### Task
Each line from the one that contains "Practice step: point at the rocky" down to the last line of the material should be retyped exactly as it stands.

· · · · · · ·

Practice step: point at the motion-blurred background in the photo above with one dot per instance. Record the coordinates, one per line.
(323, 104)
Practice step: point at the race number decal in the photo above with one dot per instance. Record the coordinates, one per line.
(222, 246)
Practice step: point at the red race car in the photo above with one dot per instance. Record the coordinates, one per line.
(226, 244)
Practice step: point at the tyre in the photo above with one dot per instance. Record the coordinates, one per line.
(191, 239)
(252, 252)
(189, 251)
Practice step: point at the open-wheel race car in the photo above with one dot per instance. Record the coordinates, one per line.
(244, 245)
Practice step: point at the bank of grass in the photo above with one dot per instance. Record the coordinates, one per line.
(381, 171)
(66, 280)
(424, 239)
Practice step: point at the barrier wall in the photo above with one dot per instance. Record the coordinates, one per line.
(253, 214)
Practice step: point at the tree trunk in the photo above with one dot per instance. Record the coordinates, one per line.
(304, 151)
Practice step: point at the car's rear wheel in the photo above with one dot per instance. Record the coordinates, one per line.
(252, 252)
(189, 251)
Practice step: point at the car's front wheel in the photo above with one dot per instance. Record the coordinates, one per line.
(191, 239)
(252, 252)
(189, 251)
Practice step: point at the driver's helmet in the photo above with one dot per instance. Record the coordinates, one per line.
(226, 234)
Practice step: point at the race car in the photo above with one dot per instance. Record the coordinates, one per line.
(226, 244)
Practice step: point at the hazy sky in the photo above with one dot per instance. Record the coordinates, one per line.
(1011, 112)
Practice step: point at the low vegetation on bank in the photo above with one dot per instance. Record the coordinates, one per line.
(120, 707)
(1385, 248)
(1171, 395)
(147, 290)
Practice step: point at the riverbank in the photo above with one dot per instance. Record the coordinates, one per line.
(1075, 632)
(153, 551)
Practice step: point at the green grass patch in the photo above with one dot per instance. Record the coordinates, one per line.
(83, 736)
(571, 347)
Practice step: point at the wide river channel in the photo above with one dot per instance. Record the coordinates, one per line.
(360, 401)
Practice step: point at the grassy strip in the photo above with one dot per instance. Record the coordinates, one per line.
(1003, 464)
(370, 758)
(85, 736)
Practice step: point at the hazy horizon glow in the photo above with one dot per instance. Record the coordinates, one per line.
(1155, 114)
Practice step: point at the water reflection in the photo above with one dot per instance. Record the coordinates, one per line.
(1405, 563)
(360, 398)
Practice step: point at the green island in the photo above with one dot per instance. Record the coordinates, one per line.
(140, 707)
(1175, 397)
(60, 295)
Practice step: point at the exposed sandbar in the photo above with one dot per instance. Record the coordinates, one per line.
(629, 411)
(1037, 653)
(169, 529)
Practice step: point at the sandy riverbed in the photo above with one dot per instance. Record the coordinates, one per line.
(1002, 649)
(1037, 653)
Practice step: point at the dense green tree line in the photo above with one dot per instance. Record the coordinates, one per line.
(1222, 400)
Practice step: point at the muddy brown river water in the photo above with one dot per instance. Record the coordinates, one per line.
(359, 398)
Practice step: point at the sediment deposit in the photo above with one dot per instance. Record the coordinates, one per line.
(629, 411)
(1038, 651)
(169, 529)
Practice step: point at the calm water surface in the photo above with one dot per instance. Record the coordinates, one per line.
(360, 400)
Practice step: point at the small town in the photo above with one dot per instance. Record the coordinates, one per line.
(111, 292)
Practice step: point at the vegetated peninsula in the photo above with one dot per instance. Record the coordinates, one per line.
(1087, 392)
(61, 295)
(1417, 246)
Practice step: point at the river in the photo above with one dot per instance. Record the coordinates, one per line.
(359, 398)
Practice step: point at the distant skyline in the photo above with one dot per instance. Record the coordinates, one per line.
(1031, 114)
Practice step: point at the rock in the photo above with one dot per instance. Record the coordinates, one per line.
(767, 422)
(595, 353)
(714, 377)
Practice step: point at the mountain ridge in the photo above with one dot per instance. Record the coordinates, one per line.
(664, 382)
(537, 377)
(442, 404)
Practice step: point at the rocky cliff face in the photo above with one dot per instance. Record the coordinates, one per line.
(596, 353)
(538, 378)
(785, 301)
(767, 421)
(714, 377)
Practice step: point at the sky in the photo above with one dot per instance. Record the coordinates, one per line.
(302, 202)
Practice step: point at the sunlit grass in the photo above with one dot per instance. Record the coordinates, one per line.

· · · · · · ·

### The completed task
Practice step: point at the rocky cliff face in the photo above with one dot per instance. Record the coordinates, one per line.
(596, 353)
(538, 378)
(785, 301)
(767, 421)
(714, 377)
Practice step: point at the sky in the photo above with one dot per instance. Record the coordinates, one per line.
(302, 202)
Practice step: point at the sunlit grass in the photo above with one dot per instance. Record the coordinates, one per line.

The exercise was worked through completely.